ENUNCIADO:
Transcreva da fonte, sem alterar nada, tudo o que vai de "No dia do espetáculo" até "a atriz principal?".

FONTE:
☆ ☆ ☆ ☆ ☆ ☆ ☆

Em 1933 éramos atrizes
"Numa peça que fiz, tinha um beijo muito respeitoso.
No dia do espetáculo eu deixava. Nos ensaios,não. Quando fui para a rádio eu já disse logo: Papel romântico vocês não me dêem que eu não gosto.
Gostava de papel dramático, comédia, mas nada de amor".
C.:
Você era a atriz principal?
R.:
Era.
C.:
Quantos anos você tinha?
R.:
Em 33, eu comecei com 15 anos.
C.:
Seu namorado chegou a ver você no palco da Humanitária?
R.:
Acho que não. Eu nunca falei para ele. Eu ainda trabalhava lá, mas como ele só ia me ver aos sábados e domingos, dia de semana eu ensaiava todo
dia. E o dia em que tinha festa, eu dizia que não podia falar com ele. Aí eu ia para a festa e ele ficava de lado.
C.:
Saía o nome no jornal?
R.:
Não que eu me lembre. Se saía, ele não lia.
C.:
Ele chegou a saber que você foi atriz?
R.:
Depois de casada, sim. Ele não falou nada.
C.:
Você tem grandes recordações dessa época?
R.:
Tenho. Pena que esqueci o nome das peças todas.
C.:
Algumas... A Morgadinha, De Tal Flor, Cala a Boca Etelvina.
R.:
João Corta Mar, que passou diversas vezes, porque pediam muito.

☆ ☆ ☆ ☆ ☆ ☆ ☆

CONJUNTO DE DADOS:
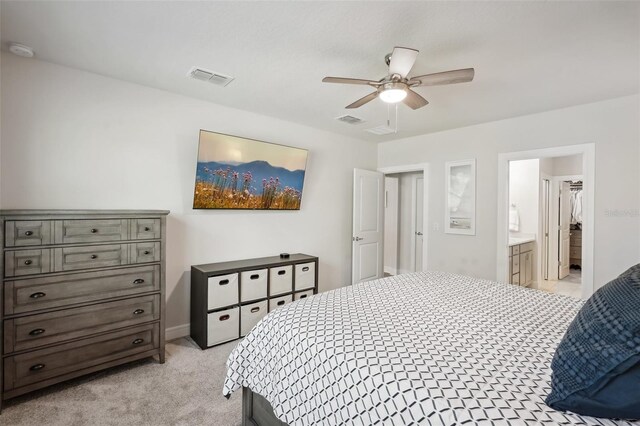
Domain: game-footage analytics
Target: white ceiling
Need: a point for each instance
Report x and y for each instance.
(528, 56)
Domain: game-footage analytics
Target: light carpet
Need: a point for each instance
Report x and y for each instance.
(186, 390)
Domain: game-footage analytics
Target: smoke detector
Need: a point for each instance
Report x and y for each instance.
(212, 77)
(350, 119)
(21, 50)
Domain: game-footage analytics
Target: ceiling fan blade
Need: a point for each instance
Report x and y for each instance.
(446, 77)
(402, 60)
(362, 101)
(342, 80)
(414, 101)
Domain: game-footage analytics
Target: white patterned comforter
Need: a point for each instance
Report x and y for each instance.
(427, 348)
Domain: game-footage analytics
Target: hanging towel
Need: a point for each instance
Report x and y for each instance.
(514, 219)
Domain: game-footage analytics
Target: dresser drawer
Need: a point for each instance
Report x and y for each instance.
(280, 280)
(89, 257)
(28, 233)
(305, 276)
(55, 327)
(222, 290)
(253, 285)
(36, 366)
(27, 262)
(22, 296)
(250, 315)
(90, 230)
(144, 252)
(223, 326)
(145, 229)
(278, 302)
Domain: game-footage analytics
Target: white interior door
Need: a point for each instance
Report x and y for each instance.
(391, 188)
(419, 240)
(368, 212)
(564, 233)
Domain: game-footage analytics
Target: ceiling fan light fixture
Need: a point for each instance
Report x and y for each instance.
(393, 96)
(393, 93)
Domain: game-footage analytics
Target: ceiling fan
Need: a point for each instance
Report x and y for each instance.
(396, 87)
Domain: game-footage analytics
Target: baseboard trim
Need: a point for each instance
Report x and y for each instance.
(177, 332)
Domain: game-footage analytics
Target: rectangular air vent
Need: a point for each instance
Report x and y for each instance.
(350, 119)
(380, 130)
(210, 76)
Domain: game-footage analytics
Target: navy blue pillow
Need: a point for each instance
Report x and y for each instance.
(596, 368)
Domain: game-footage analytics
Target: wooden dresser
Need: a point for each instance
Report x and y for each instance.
(229, 298)
(82, 291)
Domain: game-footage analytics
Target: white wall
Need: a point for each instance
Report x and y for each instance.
(72, 139)
(524, 184)
(614, 128)
(567, 166)
(391, 224)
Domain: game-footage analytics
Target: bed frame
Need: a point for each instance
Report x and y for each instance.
(256, 411)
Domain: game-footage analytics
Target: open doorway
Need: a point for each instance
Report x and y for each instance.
(403, 222)
(545, 221)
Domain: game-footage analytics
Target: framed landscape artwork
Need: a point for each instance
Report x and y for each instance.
(240, 173)
(460, 214)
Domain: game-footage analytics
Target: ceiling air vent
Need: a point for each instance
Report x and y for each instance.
(210, 76)
(380, 130)
(350, 119)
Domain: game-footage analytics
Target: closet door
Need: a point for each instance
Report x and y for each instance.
(564, 222)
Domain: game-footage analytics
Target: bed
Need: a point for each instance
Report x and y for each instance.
(426, 348)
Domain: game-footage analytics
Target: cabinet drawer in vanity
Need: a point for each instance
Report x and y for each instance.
(27, 262)
(21, 233)
(28, 295)
(68, 360)
(34, 331)
(90, 231)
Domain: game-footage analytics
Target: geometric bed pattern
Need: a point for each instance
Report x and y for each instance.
(428, 348)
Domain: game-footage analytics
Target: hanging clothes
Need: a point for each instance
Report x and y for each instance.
(514, 219)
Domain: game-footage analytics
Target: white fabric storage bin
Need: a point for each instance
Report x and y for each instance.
(253, 285)
(303, 295)
(250, 315)
(222, 291)
(305, 276)
(280, 280)
(223, 326)
(278, 302)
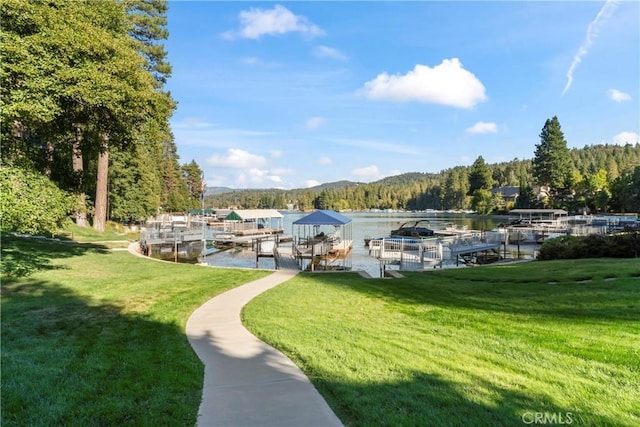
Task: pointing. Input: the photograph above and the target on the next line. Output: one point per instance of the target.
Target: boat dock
(468, 247)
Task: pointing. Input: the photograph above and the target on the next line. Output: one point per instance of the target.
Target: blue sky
(294, 94)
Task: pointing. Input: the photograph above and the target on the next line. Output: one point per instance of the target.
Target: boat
(416, 229)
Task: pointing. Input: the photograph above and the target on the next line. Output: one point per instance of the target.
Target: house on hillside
(509, 193)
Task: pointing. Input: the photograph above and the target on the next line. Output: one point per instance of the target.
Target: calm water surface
(364, 224)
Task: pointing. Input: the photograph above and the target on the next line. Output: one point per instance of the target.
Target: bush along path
(247, 382)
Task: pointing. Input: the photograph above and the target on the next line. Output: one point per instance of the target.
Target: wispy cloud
(617, 96)
(236, 158)
(329, 52)
(447, 84)
(255, 23)
(324, 161)
(483, 127)
(367, 173)
(314, 122)
(592, 31)
(378, 146)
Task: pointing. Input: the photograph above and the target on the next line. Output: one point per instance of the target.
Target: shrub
(623, 245)
(31, 202)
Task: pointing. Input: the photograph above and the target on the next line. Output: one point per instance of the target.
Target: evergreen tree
(480, 176)
(552, 162)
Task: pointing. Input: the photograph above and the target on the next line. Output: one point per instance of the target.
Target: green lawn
(494, 346)
(94, 337)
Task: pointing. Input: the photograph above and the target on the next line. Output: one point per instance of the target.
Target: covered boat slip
(323, 241)
(243, 226)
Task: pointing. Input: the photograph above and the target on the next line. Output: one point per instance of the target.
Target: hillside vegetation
(605, 178)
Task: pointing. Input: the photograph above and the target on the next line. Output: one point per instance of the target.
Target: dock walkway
(247, 382)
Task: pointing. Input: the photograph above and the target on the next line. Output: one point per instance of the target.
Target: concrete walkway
(246, 382)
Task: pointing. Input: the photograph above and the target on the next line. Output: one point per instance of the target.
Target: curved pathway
(247, 382)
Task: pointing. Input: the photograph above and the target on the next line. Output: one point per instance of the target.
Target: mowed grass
(95, 337)
(496, 345)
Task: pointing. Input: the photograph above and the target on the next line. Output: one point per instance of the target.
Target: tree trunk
(100, 214)
(78, 171)
(49, 157)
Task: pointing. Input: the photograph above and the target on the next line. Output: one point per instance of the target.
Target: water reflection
(364, 225)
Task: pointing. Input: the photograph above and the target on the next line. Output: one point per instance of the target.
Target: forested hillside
(85, 134)
(602, 178)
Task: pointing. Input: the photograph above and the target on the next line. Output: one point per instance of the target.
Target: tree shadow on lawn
(429, 400)
(23, 256)
(423, 399)
(68, 360)
(599, 300)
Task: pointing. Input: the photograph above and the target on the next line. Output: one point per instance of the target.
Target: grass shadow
(71, 360)
(427, 399)
(21, 257)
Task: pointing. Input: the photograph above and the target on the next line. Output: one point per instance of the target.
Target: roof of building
(248, 214)
(507, 191)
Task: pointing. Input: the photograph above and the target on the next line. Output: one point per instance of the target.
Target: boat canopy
(323, 217)
(252, 214)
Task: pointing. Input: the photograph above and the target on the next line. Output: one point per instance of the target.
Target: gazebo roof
(323, 217)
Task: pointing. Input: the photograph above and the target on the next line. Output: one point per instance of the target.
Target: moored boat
(416, 229)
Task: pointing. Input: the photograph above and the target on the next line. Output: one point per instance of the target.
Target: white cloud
(624, 138)
(281, 171)
(447, 84)
(617, 96)
(255, 23)
(592, 31)
(235, 158)
(329, 52)
(314, 122)
(483, 127)
(255, 177)
(367, 173)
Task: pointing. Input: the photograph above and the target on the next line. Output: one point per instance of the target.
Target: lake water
(364, 224)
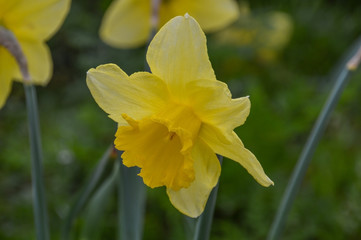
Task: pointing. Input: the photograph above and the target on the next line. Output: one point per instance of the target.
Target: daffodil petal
(138, 96)
(7, 70)
(178, 54)
(237, 152)
(126, 23)
(6, 6)
(192, 200)
(36, 19)
(213, 103)
(212, 15)
(39, 60)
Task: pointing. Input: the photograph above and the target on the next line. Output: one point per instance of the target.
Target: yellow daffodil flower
(127, 23)
(173, 121)
(32, 23)
(264, 35)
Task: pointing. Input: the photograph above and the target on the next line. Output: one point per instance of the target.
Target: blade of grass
(312, 142)
(39, 202)
(204, 222)
(83, 197)
(97, 205)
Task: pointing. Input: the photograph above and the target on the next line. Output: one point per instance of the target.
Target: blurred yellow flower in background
(127, 23)
(32, 23)
(172, 122)
(264, 35)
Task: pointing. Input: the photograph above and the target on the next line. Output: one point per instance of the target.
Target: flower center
(161, 146)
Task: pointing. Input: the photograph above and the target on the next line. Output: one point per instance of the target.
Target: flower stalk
(131, 191)
(204, 222)
(39, 202)
(9, 41)
(310, 146)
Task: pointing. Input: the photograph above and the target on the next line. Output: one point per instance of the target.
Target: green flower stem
(39, 202)
(132, 204)
(204, 222)
(132, 192)
(84, 196)
(309, 148)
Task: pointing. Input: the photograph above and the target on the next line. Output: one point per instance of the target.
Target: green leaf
(97, 205)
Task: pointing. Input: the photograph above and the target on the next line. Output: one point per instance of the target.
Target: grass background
(287, 93)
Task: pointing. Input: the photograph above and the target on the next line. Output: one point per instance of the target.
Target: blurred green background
(284, 54)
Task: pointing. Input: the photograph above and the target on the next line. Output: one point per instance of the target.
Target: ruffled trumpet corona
(172, 122)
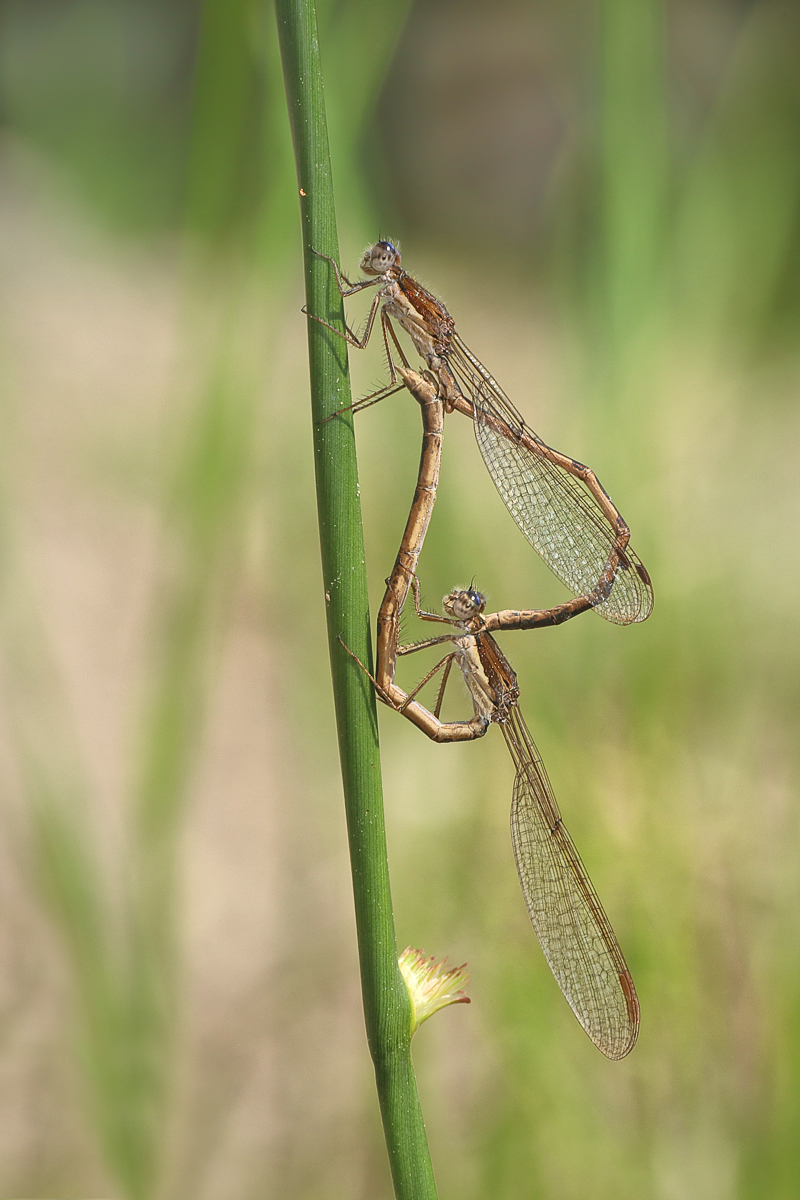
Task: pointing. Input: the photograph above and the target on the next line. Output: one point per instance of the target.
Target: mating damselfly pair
(570, 520)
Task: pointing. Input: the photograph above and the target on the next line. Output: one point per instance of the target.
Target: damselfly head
(379, 258)
(463, 604)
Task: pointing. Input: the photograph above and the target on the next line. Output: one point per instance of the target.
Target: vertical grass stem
(385, 997)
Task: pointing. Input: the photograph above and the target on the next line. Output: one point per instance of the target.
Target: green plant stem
(385, 997)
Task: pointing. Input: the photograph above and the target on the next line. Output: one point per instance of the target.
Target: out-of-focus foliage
(607, 197)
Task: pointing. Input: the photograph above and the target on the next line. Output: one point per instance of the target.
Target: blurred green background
(607, 196)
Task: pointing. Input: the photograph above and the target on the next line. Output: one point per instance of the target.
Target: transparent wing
(560, 515)
(566, 915)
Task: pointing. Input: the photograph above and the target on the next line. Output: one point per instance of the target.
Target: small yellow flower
(429, 985)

☆ ☆ ☆ ☆ ☆ ☆ ☆

RESPOSTA ESPERADA:
No dia do espetáculo eu deixava. Nos ensaios,não. Quando fui para a rádio eu já disse logo: Papel romântico vocês não me dêem que eu não gosto.
Gostava de papel dramático, comédia, mas nada de amor".
C.:
Você era a atriz principal?